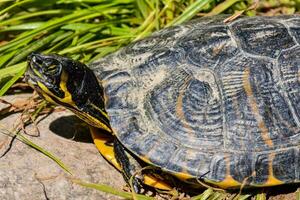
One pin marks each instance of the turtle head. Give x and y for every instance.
(69, 83)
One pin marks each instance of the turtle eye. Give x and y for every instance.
(52, 67)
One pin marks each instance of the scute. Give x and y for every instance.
(211, 100)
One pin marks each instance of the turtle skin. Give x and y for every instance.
(212, 101)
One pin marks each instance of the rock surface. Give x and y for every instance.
(26, 173)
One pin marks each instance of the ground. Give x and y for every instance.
(28, 174)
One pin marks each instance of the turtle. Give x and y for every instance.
(205, 101)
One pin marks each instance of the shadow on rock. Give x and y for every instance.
(71, 127)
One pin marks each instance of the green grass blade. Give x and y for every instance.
(53, 24)
(9, 83)
(242, 197)
(30, 15)
(17, 4)
(45, 152)
(12, 70)
(222, 7)
(34, 46)
(190, 12)
(111, 190)
(24, 26)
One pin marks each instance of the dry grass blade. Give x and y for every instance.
(110, 190)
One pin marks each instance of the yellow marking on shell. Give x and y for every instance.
(101, 111)
(63, 86)
(91, 120)
(184, 175)
(228, 182)
(272, 180)
(101, 140)
(254, 107)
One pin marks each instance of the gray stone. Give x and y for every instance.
(26, 173)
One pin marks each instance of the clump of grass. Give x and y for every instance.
(87, 30)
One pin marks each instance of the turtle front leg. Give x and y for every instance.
(129, 166)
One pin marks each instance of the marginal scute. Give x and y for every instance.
(262, 36)
(241, 168)
(206, 46)
(289, 66)
(294, 26)
(285, 165)
(211, 99)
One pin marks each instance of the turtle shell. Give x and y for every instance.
(210, 100)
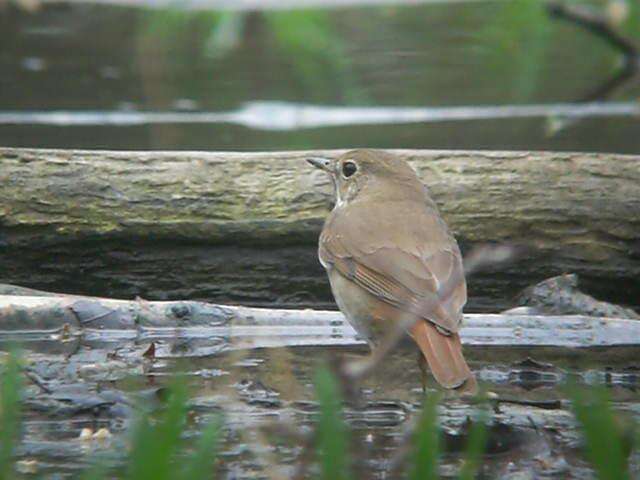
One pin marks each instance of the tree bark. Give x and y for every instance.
(246, 327)
(195, 225)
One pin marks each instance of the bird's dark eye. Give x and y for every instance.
(349, 168)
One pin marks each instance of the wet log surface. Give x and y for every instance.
(242, 227)
(93, 363)
(245, 327)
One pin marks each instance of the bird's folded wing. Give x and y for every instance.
(419, 271)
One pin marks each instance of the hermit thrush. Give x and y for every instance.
(392, 262)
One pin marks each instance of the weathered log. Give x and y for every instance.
(247, 327)
(193, 225)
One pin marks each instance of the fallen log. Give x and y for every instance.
(167, 225)
(246, 327)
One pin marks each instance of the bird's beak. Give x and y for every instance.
(325, 164)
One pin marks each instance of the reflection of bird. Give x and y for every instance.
(392, 262)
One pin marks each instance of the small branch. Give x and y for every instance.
(595, 24)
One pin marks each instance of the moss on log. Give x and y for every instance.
(196, 223)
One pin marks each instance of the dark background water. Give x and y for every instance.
(103, 65)
(106, 77)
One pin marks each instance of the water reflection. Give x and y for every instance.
(288, 116)
(72, 73)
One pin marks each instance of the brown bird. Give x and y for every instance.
(392, 262)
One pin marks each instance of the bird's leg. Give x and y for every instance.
(422, 364)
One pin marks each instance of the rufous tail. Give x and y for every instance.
(444, 356)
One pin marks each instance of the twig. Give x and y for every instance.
(594, 23)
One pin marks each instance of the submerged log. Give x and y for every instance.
(246, 327)
(174, 224)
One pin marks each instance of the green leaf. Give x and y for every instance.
(424, 462)
(603, 439)
(155, 444)
(476, 445)
(332, 438)
(10, 388)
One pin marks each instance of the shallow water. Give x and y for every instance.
(102, 380)
(477, 74)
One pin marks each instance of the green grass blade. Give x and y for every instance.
(332, 437)
(201, 465)
(603, 440)
(155, 444)
(476, 445)
(424, 461)
(10, 388)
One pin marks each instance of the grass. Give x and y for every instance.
(158, 450)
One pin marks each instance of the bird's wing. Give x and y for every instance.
(404, 257)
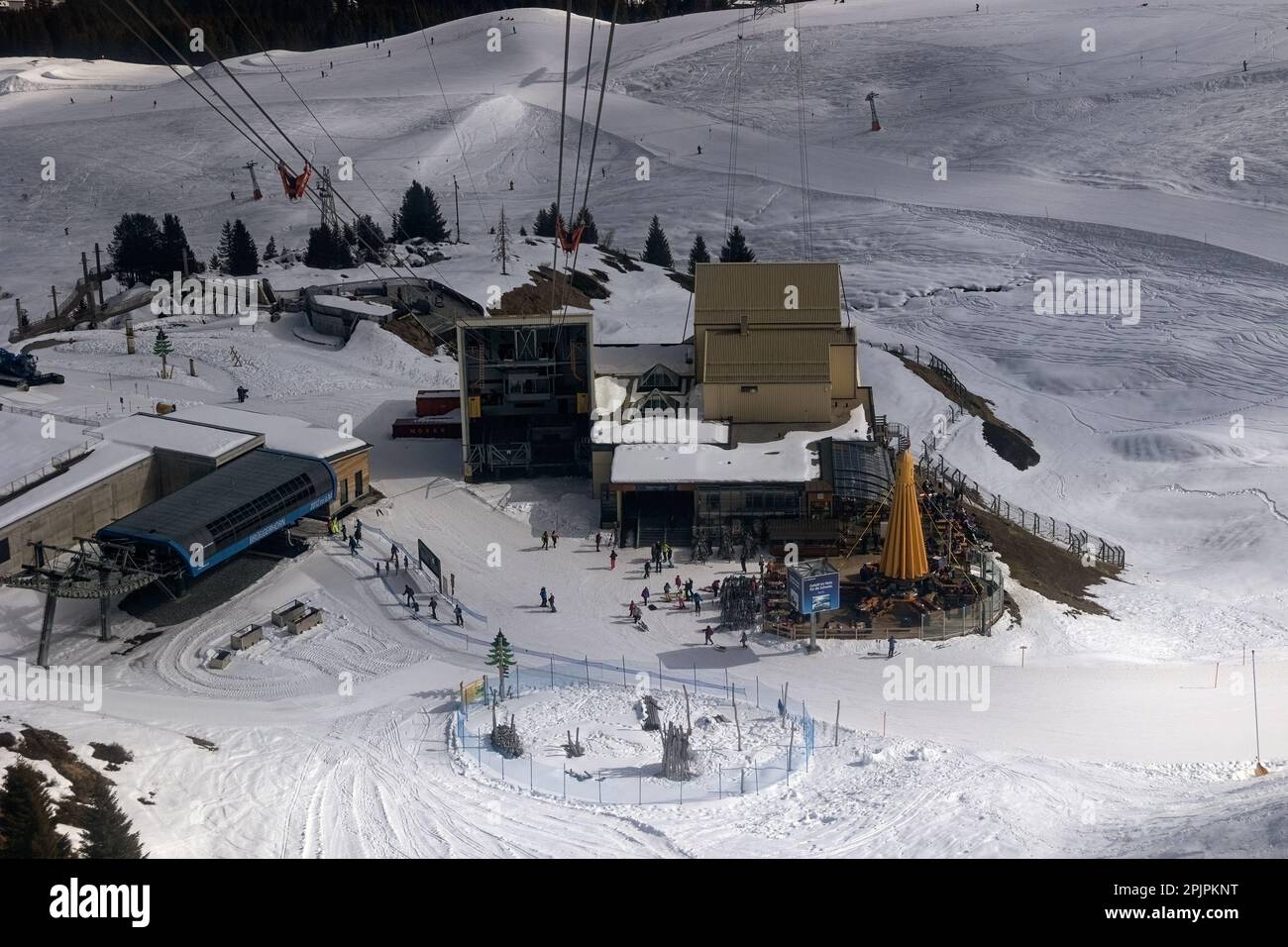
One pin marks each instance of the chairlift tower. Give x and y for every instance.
(326, 198)
(254, 180)
(871, 98)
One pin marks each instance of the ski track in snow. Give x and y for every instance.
(1113, 163)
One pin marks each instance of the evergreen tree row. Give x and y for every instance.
(29, 830)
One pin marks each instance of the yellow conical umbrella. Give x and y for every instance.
(905, 554)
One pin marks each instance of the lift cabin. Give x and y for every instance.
(197, 527)
(526, 394)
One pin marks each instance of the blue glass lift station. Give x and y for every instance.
(814, 586)
(228, 510)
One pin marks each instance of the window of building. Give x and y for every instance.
(657, 376)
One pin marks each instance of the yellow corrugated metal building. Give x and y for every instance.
(769, 343)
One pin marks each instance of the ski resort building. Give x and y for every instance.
(772, 346)
(336, 309)
(527, 394)
(145, 459)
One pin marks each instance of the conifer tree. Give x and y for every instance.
(108, 832)
(735, 249)
(549, 219)
(698, 254)
(585, 219)
(501, 245)
(243, 254)
(420, 217)
(501, 657)
(136, 248)
(657, 248)
(226, 244)
(27, 827)
(175, 256)
(162, 347)
(370, 239)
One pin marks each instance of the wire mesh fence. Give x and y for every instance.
(786, 761)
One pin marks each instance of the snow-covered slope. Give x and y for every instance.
(1168, 436)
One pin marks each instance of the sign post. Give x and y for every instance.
(811, 587)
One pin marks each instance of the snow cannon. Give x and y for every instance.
(18, 369)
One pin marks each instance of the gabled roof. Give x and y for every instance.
(772, 355)
(725, 291)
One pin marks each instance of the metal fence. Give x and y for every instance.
(629, 785)
(931, 466)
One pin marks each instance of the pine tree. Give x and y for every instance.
(541, 226)
(501, 245)
(698, 254)
(27, 827)
(136, 248)
(226, 244)
(175, 256)
(107, 830)
(420, 217)
(549, 219)
(657, 248)
(372, 239)
(243, 254)
(318, 253)
(500, 657)
(735, 249)
(585, 219)
(161, 347)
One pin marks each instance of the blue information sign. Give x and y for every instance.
(812, 589)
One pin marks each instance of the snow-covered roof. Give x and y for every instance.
(170, 434)
(787, 460)
(636, 360)
(355, 305)
(104, 460)
(26, 449)
(288, 434)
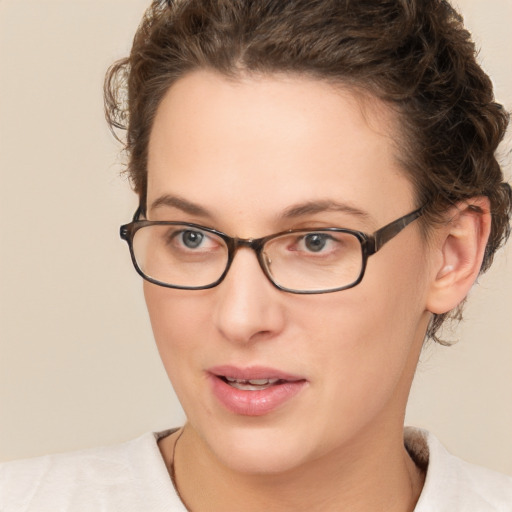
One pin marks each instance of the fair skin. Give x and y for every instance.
(244, 153)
⁂
**EXERCISE DESCRIPTION:**
Can you reproduce the listing from the line containing "One pin marks each instance of the conifer" down through the end of the listing, substituting "snowy" for every "snow-covered" and changing nothing else? Omit the pictures.

**RESULT:**
One pin marks each instance of the conifer tree. Give x and y for every instance.
(108, 832)
(735, 249)
(549, 219)
(698, 254)
(585, 219)
(501, 245)
(243, 254)
(420, 217)
(501, 657)
(136, 248)
(657, 248)
(226, 244)
(27, 827)
(175, 256)
(162, 347)
(370, 239)
One pin marks each instance of the wire mesh fence. Give x and y for every instance.
(786, 761)
One pin marks each instance of the snowy slope. Give x and y for every instance.
(1168, 436)
One pin marks each instance of the sign post. Give x and y for every instance.
(811, 587)
One pin marks each instance of the snow cannon. Give x and y for every instance.
(18, 369)
One pin marks each instance of the gabled roof. Give x and y for every instance.
(772, 355)
(725, 291)
One pin marks each instance of the metal fence. Give x and y for every instance.
(629, 785)
(931, 466)
One pin marks each instance of the pine tree. Give x and y for every instance.
(541, 226)
(501, 245)
(698, 254)
(27, 827)
(136, 248)
(226, 244)
(175, 256)
(107, 830)
(420, 217)
(549, 219)
(657, 248)
(372, 239)
(243, 254)
(318, 253)
(500, 657)
(735, 249)
(585, 219)
(161, 347)
One pin marks each instance of the blue information sign. Give x and y for every instance.
(812, 589)
One pin marks each instance of the snowy roof. Give x and y for every instance.
(170, 434)
(787, 460)
(636, 360)
(355, 305)
(104, 460)
(26, 449)
(288, 434)
One pin marks each instance of the fair skin. Give x and y for every instance.
(244, 153)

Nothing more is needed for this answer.